◆ EXERCISE PROMPT ◆
Extend the lecture notes on evaluating regression models, picking up right after the final line of those notes.

◆ DOCUMENT SECTION ◆
Evaluating Regression Models

Introduction

  • We want to now learn how to evaluate how good our regression model is.

  • How fair is the model?

    • How was the data collected?
    • By whom and for what purpose?
    • How might the results of the data collection or analysis impact individuals and society?
    • What biases might be baked into the analysis?

Introduction

  • We want to now learn how to evaluate how good our regression model is.

  • How wrong is the model?

    • “All models are wrong, but some are useful.” - George E.P. Box
    • Are our assumptions reasonable?
  • How accurate are the posterior predictive models?

    • How far are the posterior predictive models from reality?

Is the Model Fair?

  • Consider our example from last lecture, the Capital Bikeshare data.

  • We simulated under the following model:

\begin{align*} Y_i | \beta_0, \beta_1, \sigma &\overset{\text{ind}}{\sim} N(\beta_0 + \beta_1X_i,\sigma^2) \\ \beta_{0\text{c}} &\sim N(5000, 1000^2) \\ \beta_{1\text{c}} &\sim N(100, 40^2) \\ \sigma &\sim \text{Exp}(0.0008) \end{align*}

Is the Model Fair?

  • Consider our example from last lecture, the Capital Bikeshare data.

Object location annotation data
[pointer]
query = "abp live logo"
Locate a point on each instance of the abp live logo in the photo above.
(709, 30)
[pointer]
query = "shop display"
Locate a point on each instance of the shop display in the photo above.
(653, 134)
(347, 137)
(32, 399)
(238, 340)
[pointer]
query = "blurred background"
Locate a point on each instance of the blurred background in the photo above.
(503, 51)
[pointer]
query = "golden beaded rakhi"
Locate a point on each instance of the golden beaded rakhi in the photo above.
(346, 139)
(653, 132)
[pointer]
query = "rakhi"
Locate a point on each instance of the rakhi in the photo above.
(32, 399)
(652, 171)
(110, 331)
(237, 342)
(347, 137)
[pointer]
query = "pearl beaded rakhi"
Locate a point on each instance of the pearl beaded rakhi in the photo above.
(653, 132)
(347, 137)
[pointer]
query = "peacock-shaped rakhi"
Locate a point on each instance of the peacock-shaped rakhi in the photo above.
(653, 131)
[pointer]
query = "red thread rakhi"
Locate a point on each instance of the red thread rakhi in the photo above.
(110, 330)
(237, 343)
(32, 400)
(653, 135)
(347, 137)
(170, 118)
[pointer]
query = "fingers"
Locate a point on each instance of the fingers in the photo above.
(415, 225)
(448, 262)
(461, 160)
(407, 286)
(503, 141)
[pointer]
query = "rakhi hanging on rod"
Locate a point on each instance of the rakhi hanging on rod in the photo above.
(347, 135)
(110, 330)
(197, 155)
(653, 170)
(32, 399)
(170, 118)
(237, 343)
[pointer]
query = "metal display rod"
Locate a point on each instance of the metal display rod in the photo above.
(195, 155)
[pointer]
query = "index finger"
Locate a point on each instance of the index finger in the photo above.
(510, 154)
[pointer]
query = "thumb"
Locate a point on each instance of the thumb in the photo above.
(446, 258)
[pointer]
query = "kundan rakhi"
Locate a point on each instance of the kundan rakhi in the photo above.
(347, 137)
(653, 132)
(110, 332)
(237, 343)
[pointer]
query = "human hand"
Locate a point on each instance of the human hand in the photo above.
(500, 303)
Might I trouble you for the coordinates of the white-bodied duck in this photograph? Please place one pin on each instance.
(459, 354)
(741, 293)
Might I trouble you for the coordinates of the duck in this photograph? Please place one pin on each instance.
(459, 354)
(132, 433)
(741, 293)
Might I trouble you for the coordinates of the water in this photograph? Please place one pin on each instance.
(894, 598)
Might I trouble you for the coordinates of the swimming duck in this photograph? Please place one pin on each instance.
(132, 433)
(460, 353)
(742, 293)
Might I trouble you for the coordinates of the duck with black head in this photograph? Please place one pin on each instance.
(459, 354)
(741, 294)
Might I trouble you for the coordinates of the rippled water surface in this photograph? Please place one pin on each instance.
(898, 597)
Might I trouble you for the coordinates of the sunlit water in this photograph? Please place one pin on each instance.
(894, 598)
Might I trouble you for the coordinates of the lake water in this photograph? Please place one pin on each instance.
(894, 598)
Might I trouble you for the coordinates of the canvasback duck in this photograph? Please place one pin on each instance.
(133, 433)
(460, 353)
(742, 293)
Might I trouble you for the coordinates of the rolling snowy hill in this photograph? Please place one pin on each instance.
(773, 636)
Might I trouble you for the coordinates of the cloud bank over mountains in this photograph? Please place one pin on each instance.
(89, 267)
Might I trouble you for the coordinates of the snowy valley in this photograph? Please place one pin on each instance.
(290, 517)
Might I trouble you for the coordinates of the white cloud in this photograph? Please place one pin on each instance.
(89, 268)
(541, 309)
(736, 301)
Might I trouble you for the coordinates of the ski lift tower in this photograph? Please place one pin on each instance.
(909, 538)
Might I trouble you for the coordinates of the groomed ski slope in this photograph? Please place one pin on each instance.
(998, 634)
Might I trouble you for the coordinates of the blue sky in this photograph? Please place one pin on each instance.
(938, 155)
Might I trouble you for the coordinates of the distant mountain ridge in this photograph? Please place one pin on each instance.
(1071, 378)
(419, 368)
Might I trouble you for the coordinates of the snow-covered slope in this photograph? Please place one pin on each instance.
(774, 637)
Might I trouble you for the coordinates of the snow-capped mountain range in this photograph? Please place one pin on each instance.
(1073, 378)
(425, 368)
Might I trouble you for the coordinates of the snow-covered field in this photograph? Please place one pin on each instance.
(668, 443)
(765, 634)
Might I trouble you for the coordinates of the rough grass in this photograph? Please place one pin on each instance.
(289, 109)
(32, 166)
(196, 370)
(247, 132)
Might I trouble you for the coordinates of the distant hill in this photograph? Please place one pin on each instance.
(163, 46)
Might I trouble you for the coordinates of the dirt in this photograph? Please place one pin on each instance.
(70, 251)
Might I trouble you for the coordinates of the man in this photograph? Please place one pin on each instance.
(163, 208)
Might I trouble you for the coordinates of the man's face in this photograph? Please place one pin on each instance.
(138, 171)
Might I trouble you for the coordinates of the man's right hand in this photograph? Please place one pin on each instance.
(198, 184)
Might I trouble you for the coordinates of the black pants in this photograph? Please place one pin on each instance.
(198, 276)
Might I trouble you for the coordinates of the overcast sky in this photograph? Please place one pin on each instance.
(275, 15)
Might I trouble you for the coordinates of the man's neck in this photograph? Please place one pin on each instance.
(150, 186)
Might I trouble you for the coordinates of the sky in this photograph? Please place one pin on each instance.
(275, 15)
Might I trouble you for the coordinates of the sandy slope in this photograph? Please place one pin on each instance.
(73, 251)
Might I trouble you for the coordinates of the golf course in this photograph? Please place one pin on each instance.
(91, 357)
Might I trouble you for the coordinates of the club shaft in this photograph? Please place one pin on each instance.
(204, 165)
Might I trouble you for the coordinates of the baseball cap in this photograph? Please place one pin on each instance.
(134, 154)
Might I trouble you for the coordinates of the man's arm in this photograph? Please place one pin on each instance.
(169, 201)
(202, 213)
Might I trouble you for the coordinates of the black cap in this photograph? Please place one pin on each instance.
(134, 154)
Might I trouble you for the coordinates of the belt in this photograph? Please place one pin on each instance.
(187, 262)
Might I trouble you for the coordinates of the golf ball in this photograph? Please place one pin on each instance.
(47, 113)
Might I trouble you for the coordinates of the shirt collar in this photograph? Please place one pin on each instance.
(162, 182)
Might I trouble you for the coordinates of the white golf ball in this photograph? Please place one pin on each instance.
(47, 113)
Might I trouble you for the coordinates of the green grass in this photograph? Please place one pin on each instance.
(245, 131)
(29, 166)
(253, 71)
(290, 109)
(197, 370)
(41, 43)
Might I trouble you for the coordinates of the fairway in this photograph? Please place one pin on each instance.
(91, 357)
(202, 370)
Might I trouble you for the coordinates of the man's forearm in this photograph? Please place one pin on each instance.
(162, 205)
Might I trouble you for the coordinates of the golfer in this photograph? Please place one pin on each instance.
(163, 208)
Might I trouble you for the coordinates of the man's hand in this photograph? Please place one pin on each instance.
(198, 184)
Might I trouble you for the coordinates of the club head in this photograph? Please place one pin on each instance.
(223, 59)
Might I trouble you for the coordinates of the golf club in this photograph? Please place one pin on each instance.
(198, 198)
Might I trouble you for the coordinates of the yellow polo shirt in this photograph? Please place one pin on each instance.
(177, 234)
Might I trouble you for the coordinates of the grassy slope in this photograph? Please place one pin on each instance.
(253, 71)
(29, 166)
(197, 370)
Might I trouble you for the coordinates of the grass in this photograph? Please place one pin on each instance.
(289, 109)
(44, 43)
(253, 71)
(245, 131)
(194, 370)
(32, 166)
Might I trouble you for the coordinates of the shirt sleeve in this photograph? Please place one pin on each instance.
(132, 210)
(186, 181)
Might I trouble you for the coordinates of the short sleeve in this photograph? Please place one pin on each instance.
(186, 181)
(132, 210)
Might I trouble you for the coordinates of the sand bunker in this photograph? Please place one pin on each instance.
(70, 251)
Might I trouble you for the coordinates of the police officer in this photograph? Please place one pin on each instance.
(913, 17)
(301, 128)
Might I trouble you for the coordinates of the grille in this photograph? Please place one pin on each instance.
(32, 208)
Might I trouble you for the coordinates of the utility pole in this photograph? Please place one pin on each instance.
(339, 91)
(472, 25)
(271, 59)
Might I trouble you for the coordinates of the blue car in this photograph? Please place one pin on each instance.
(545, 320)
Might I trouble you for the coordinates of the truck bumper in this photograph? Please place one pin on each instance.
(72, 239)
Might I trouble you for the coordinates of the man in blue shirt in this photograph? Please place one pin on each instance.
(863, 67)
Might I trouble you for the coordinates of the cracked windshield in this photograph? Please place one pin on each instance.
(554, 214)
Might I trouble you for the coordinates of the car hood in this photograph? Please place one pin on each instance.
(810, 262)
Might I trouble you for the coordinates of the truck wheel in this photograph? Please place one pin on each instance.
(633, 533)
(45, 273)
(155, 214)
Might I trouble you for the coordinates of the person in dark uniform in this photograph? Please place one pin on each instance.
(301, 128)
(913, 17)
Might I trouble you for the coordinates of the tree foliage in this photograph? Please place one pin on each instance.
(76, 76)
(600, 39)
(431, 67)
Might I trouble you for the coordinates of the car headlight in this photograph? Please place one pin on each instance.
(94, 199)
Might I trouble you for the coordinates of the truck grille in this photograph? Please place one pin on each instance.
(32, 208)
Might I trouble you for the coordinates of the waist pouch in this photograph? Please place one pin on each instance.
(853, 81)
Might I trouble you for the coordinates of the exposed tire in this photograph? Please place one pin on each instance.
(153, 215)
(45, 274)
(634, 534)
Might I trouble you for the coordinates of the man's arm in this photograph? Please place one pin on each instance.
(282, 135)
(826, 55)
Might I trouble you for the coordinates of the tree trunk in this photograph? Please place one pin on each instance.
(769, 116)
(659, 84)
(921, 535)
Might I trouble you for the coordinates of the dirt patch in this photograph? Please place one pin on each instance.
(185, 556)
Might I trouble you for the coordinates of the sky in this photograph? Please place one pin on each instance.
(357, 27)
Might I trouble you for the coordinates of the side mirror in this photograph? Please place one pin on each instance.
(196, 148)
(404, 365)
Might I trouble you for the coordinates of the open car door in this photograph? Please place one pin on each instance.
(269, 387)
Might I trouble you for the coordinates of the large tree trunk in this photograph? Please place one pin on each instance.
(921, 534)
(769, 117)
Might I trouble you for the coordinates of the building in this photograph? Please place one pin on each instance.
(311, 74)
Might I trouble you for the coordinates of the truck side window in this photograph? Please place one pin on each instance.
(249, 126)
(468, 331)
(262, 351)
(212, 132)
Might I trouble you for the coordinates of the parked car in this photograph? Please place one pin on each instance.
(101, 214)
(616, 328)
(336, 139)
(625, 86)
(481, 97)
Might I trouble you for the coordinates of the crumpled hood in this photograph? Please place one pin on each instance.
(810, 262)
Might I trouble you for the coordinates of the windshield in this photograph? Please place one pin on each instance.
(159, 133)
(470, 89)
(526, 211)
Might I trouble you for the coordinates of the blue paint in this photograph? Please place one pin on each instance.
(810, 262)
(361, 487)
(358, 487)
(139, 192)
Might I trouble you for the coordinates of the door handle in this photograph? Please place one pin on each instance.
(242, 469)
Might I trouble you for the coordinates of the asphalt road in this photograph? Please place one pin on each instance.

◆ ANSWER TO THIS TASK ◆
  • How was the data collected?

    • It is reasonable to assume that this was collected electronically.
    • We do not have individual-level information, only aggregated ride data.
  • By whom and for what purpose was the data collected?

    • It is reasonable for a bike sharing company to track data such as number of rides in a day.
    • The company is likely doing this to make evidence-based business decisions.

Is the Model Fair?

  • Consider our example from last lecture, the Capital Bikeshare data.

  • How might the results of the analysis, or the data collection itself, impact individuals and society?

    • Because there is no individual-level information, this will not negatively impact customers.
    • Improving the service might help reduce car traffic in D.C. - this is good!
  • Note!

    • Just because we cannot imagine societal impacts does not mean that none exist.
    • It’s critical to recognize our perspective based on our experiences.
    • How can we truly determine the impacts?
      • We would need to engage with the company and its community.

Is the Model Fair?

  • What biases might be baked into this analysis?

    • The data is only for one company.
      • Other bikeshare companies may have different usage patterns.
    • The data is only for one city.
      • Other cities may have different usage patterns for bikeshare.
      • Other cities will have different weather patterns.

Is the Model Fair?

  • How do I approach thinking about bias in analysis?

    • Who is and is not represented in the data?
    • What assumptions were made about the data?
    • What assumptions are made about the truth/the population?
    • Is the analysis method appropriate for the question posed?
      • e.g., did they use logistic regression for a binary outcome?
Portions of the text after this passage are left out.